[Stored data entries]
>>

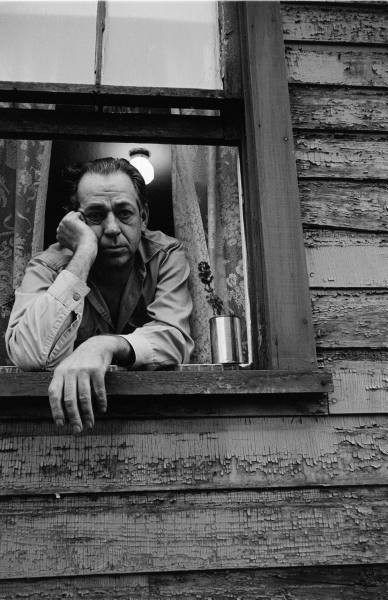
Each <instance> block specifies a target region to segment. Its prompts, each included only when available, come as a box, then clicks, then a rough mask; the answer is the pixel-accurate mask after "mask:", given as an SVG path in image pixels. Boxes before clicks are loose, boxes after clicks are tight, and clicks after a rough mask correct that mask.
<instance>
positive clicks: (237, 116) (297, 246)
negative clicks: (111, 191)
mask: <svg viewBox="0 0 388 600" xmlns="http://www.w3.org/2000/svg"><path fill="white" fill-rule="evenodd" d="M105 8H106V6H105V3H102V2H99V3H98V10H97V17H98V18H97V38H96V39H97V41H96V61H95V83H94V85H89V84H87V83H85V84H77V85H72V84H70V83H69V84H67V83H66V84H60V83H57V82H56V81H55V82H54V83H50V82H45V83H36V82H26V83H20V82H19V83H14V82H2V83H0V101H1V102H8V103H10V102H12V103H22V102H28V103H34V102H35V103H36V102H39V103H41V104H44V105H45V106H44V107H42V106H39V107H34V108H32V107H31V104H29V105H28V106H27V105H24V107H23V108H21V107H20V106H18V107H16V105H8V106H7V107H4V108H2V109H0V137H11V138H16V137H17V138H19V139H23V138H32V139H54V140H56V139H59V138H62V139H73V140H75V139H78V140H93V139H95V140H100V141H120V142H124V141H130V142H131V143H132V142H136V141H138V140H141V141H142V142H149V143H172V144H200V145H214V144H216V145H217V144H218V145H226V146H238V147H239V148H240V156H241V170H242V187H243V193H244V224H245V230H246V237H247V273H248V289H249V303H250V314H251V331H250V336H251V347H252V367H253V369H270V370H271V369H272V370H274V369H275V370H289V371H301V370H308V371H312V370H314V368H315V366H316V360H315V344H314V337H313V331H312V324H311V309H310V298H309V292H308V283H307V271H306V264H305V254H304V247H303V239H302V229H301V223H300V217H299V206H298V189H297V179H296V169H295V164H294V157H293V148H292V128H291V122H290V115H289V105H288V90H287V79H286V72H285V64H284V48H283V40H282V33H281V26H280V14H279V7H278V5H277V3H260V2H244V3H234V2H225V3H224V4H221V5H220V12H219V23H220V48H221V52H220V56H221V64H220V73H221V75H222V83H223V85H222V88H221V89H219V88H218V87H217V84H215V85H214V87H213V88H212V89H204V88H203V87H201V85H200V83H197V84H196V85H194V86H193V88H188V87H185V85H188V82H186V81H184V82H183V83H182V84H180V85H182V87H180V88H176V87H174V88H173V87H162V88H161V87H155V86H154V87H147V88H141V87H134V86H131V87H129V84H128V82H125V87H123V85H124V84H123V82H122V81H118V80H117V70H116V71H115V70H114V68H113V66H112V70H111V71H110V75H108V74H107V75H106V78H107V80H108V81H111V82H113V84H112V85H106V84H105V82H104V75H103V69H102V68H101V66H102V49H103V39H102V38H103V35H102V33H103V31H104V28H105V23H106V22H107V21H106V10H105ZM108 13H109V3H108ZM113 21H114V18H113V13H112V24H111V26H112V31H113V29H114V25H113ZM116 24H117V23H116ZM112 43H113V42H112V40H111V41H110V42H109V43H108V44H107V48H108V47H109V48H111V45H109V44H112ZM111 51H112V53H113V54H112V56H113V55H115V54H114V52H116V51H113V50H112V48H111ZM113 62H114V61H113ZM108 64H110V63H109V61H108V60H107V65H108ZM240 65H241V68H240ZM114 72H116V74H114ZM240 73H241V77H240ZM128 76H129V75H128ZM216 80H217V77H215V81H216ZM140 81H141V80H140ZM129 83H130V82H129ZM141 83H142V84H144V82H141ZM146 83H147V81H146ZM151 83H152V82H151ZM158 84H159V82H158ZM147 85H150V84H149V83H147ZM51 105H56V110H46V109H47V108H49V107H50V106H51ZM109 107H116V108H115V109H114V110H115V111H116V112H111V111H112V110H113V109H112V108H109ZM119 107H124V110H123V108H121V112H118V110H119ZM139 107H140V108H139ZM185 108H192V109H195V111H196V112H195V113H194V114H193V111H191V114H186V113H185V111H183V110H179V111H177V110H176V109H185ZM174 109H175V110H174ZM204 109H206V111H212V112H211V113H209V112H206V113H205V114H203V113H202V112H201V111H203V110H204ZM128 110H130V111H131V112H128ZM108 111H109V112H108ZM177 113H178V114H177ZM318 379H319V381H318ZM315 381H316V386H315V387H316V391H317V390H318V389H319V391H321V392H322V391H325V390H324V389H323V388H322V387H320V386H321V381H322V378H321V377H320V376H319V377H317V379H316V380H315ZM312 387H314V386H312ZM310 391H312V390H311V388H310Z"/></svg>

<<

» Assignment: Reproduce every record above word for word, leaving out the pictures.

» Exercise result:
Each <instance> block specifies a target region to segment. Its prompts, each included only when available, come as a box, then clicks, then a rough mask; the answer is the pixel-accurate mask after "mask:", given as an SVG path in image pixels. Boxes before clicks are loose, boxes after clicks are tight, and clicks after a rough mask correct that mask.
<instance>
positive clicks: (237, 116) (297, 246)
negative clicks: (111, 191)
mask: <svg viewBox="0 0 388 600" xmlns="http://www.w3.org/2000/svg"><path fill="white" fill-rule="evenodd" d="M105 8H106V6H105V3H102V2H99V3H98V10H97V17H98V18H97V38H96V39H97V41H96V61H95V83H94V85H89V84H87V83H85V84H77V85H72V84H70V83H69V84H67V83H66V84H60V83H57V82H56V81H55V82H54V83H50V82H45V83H36V82H26V83H20V82H19V83H14V82H2V83H0V101H1V102H8V103H10V102H12V103H22V102H28V103H34V102H35V103H36V102H39V103H41V104H44V105H45V106H44V107H42V106H39V107H34V108H32V107H31V104H29V105H28V106H27V105H24V107H23V108H21V107H20V106H18V107H16V105H8V106H7V107H4V108H2V109H0V137H11V138H16V137H17V138H19V139H23V138H32V139H54V140H56V139H59V138H62V139H73V140H75V139H78V140H93V139H95V140H100V141H120V142H124V141H130V142H131V143H132V142H136V141H138V140H141V141H142V142H149V143H172V144H200V145H214V144H216V145H217V144H218V145H226V146H238V147H239V148H240V156H241V170H242V187H243V193H244V224H245V230H246V237H247V273H248V289H249V303H250V314H251V331H250V336H251V347H252V367H253V369H270V370H271V369H272V370H274V369H275V370H289V371H301V370H308V371H312V370H314V368H315V366H316V360H315V344H314V337H313V331H312V324H311V309H310V298H309V292H308V283H307V271H306V264H305V254H304V247H303V239H302V229H301V223H300V217H299V206H298V189H297V179H296V169H295V164H294V157H293V148H292V128H291V122H290V115H289V105H288V90H287V79H286V72H285V64H284V48H283V40H282V33H281V26H280V14H279V7H278V5H277V3H260V2H244V3H234V2H225V3H224V4H221V5H220V12H219V23H220V48H221V52H220V56H221V64H220V73H221V75H222V83H223V85H222V88H221V89H219V88H218V87H217V84H215V85H214V87H213V88H212V89H204V88H203V87H201V85H200V83H197V84H196V85H194V86H193V88H188V87H185V85H188V82H186V81H184V82H183V83H182V84H180V85H182V87H180V88H176V87H174V88H173V87H162V88H161V87H155V86H154V87H147V88H141V87H134V86H131V87H129V84H128V82H125V87H123V85H124V84H123V82H122V81H118V80H117V70H116V71H115V70H114V68H113V66H112V70H111V71H110V75H108V74H107V75H106V78H107V80H108V81H111V82H113V84H112V85H106V84H105V82H104V75H103V69H102V68H101V66H102V49H103V39H102V38H103V35H102V33H103V31H104V28H105V23H106V22H107V21H106V10H105ZM108 13H109V3H108ZM113 21H114V18H113V13H112V24H111V26H112V31H113V29H114V25H113ZM116 24H117V23H116ZM112 43H113V42H112V40H111V41H110V42H109V43H108V44H107V48H108V47H109V48H111V45H109V44H112ZM111 51H112V53H113V54H112V56H113V55H115V54H114V52H116V51H113V50H112V48H111ZM113 62H114V61H113ZM108 64H110V63H109V61H108V60H107V65H108ZM240 65H241V68H240ZM114 72H116V74H114ZM240 73H241V77H240ZM128 76H129V75H128ZM216 80H217V77H215V81H216ZM140 81H141V80H140ZM129 83H130V82H129ZM141 83H142V84H144V82H141ZM146 83H147V81H146ZM151 83H152V82H151ZM158 84H159V82H158ZM147 85H150V84H149V83H147ZM51 105H56V110H46V109H47V108H49V107H50V106H51ZM109 107H116V108H115V109H114V110H115V111H116V112H111V111H112V110H113V109H112V108H109ZM119 107H124V110H123V108H121V112H118V110H119ZM139 107H140V108H139ZM185 108H192V109H195V111H196V112H195V113H194V114H193V111H191V114H186V113H185V111H183V110H179V111H177V110H176V109H185ZM174 109H175V110H174ZM204 109H206V111H212V112H211V113H209V112H206V113H205V114H203V113H202V112H201V111H203V110H204ZM128 110H130V111H131V112H128ZM108 111H109V112H108ZM177 113H178V114H177ZM318 379H319V381H318ZM315 381H316V386H315V387H316V391H317V390H318V389H319V391H321V392H322V391H325V390H324V389H323V388H322V387H320V386H321V381H322V378H321V377H320V376H319V377H317V379H316V380H315ZM312 387H314V386H312ZM310 391H312V390H311V388H310Z"/></svg>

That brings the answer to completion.